**PAGE EXTRACT:**
------------------------------------------------------------

According to the researchers, mitochondria with healthy mtDNA could be delivered into cells with damaged mtDNA, which could dramatically reduce a disease's effects, or possibly eliminate it.
To begin to address these and other complex issues surrounding mtDNA alterations, the researchers—led by Dr. Michael Teitell, director of basic and translational research in the Jonsson Comprehensive Cancer Center at UCLA and the study's co-lead author, and Pei-Yu (Eric) Chiou, professor of mechanical and aerospace engineering at the UCLA Henry Samueli School of Engineering and Applied Science—collaborated on a new precision cutting tool. The tool, a "photothermal nanoblade," uses an ultrafast laser-induced cavitation bubble to open holes in the outer membrane of a cell. This enables pressurized delivery of desired contents—in this case, healthy mitochondria—into the cell cytoplasm. Chiou explains that their process keeps cells alive, as the nanoblade tool never enters the cell. "So, we can achieve a very high efficiency in the delivery of large-sized, slow-diffusing cargo, such as mitochondria," he says.
Additionally, Chiou and Teitell are engineering an approach that incorporates the nanoblade into a high-throughput system that could deliver desired cargo, such as mitochondria, into as many as 100,000 cells per minute.

------------------------------------------------------------

**EXERCISE DATA:**
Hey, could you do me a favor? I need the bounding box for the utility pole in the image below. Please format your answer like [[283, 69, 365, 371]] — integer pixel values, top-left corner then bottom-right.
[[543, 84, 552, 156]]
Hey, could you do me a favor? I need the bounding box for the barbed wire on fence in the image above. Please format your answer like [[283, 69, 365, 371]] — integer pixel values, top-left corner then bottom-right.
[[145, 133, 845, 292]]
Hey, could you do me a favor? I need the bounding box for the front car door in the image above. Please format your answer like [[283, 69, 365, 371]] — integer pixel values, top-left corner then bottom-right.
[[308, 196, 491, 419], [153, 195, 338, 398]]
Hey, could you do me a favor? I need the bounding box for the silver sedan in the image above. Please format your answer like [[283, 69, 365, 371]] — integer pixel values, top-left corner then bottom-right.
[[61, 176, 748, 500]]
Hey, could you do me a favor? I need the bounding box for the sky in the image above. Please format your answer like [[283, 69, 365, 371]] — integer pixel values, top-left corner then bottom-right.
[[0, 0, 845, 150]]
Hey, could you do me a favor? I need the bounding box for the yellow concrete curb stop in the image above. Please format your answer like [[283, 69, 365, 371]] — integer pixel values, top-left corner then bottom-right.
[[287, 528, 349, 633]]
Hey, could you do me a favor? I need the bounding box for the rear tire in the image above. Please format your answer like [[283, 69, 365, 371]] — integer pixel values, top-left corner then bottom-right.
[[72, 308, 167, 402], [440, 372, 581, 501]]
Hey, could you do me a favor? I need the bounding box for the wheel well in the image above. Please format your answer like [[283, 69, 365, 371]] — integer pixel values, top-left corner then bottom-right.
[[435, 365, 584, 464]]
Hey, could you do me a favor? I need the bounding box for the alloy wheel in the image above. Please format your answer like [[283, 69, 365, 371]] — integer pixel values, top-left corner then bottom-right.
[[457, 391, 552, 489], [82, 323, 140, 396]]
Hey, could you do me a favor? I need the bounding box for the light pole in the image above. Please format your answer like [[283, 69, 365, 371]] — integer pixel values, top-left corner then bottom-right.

------------------------------------------------------------

**PROBLEMS TO WORK ON:**
1. Answer these from the mitochondria passage:
(a) Who directs basic and translational research in the Jonsson Comprehensive Cancer Center at UCLA?
(b) What does the photothermal nanoblade use to open holes in a cell's outer membrane?
(c) Into as many as how many cells per minute could the planned high-throughput system deliver cargo?
2. Echo the part of the mitochondria passage starting with "Additionally, Chiou and" and going on through "cells per minute.".
None of the data above is needed here.

**PER-TASK OUTPUTS:**
1.
(a) Dr. Michael Teitell
(b) An ultrafast laser-induced cavitation bubble
(c) 100,000

2.
Additionally, Chiou and Teitell are engineering an approach that incorporates the nanoblade into a high-throughput system that could deliver desired cargo, such as mitochondria, into as many as 100,000 cells per minute.